→ **Activity**
Starting at the line that contains "pixel 425 390", copy every line through the end of the listing below exactly, and copy nothing else.

→ **Information provided**
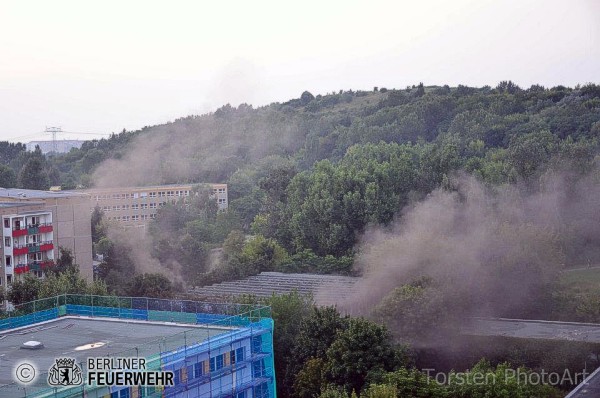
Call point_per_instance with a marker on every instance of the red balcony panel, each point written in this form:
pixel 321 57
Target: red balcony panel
pixel 20 250
pixel 46 247
pixel 45 228
pixel 21 269
pixel 19 232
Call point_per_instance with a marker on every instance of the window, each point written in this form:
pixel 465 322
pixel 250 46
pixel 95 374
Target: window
pixel 197 370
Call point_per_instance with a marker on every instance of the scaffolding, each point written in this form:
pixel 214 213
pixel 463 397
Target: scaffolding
pixel 188 354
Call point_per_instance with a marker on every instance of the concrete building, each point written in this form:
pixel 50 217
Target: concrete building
pixel 39 223
pixel 136 206
pixel 212 350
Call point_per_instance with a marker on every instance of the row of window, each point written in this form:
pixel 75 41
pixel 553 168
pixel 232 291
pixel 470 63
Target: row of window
pixel 135 217
pixel 33 220
pixel 137 195
pixel 210 365
pixel 143 392
pixel 142 206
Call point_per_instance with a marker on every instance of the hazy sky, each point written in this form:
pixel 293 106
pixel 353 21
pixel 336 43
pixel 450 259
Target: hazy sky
pixel 101 66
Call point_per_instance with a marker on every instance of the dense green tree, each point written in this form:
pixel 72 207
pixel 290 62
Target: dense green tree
pixel 8 178
pixel 24 289
pixel 150 285
pixel 361 348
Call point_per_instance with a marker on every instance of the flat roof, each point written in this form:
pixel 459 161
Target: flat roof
pixel 32 193
pixel 533 329
pixel 8 205
pixel 166 186
pixel 63 336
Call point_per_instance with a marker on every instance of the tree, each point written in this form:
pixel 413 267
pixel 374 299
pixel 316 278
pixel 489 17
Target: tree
pixel 65 262
pixel 288 312
pixel 24 289
pixel 361 348
pixel 150 285
pixel 317 332
pixel 7 177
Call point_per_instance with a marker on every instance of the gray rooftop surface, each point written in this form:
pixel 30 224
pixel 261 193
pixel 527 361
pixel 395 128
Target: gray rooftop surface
pixel 120 337
pixel 8 205
pixel 32 193
pixel 532 329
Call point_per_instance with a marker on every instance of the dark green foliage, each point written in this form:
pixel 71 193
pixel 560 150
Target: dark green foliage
pixel 8 179
pixel 24 289
pixel 150 285
pixel 361 348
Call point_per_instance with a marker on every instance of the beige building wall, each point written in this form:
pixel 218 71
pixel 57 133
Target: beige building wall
pixel 136 206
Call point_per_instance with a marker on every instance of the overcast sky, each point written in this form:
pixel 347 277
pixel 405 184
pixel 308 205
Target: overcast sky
pixel 101 66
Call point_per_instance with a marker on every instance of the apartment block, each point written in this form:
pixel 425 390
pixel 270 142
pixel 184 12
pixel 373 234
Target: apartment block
pixel 37 223
pixel 136 206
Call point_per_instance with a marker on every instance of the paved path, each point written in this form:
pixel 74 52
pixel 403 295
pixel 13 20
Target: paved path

→ **Response for this exercise**
pixel 425 390
pixel 270 142
pixel 184 12
pixel 373 234
Target: apartment block
pixel 37 223
pixel 136 206
Call point_per_instance with a marker on every instance of the paved path, each point written in this form:
pixel 74 52
pixel 403 295
pixel 13 20
Target: paved path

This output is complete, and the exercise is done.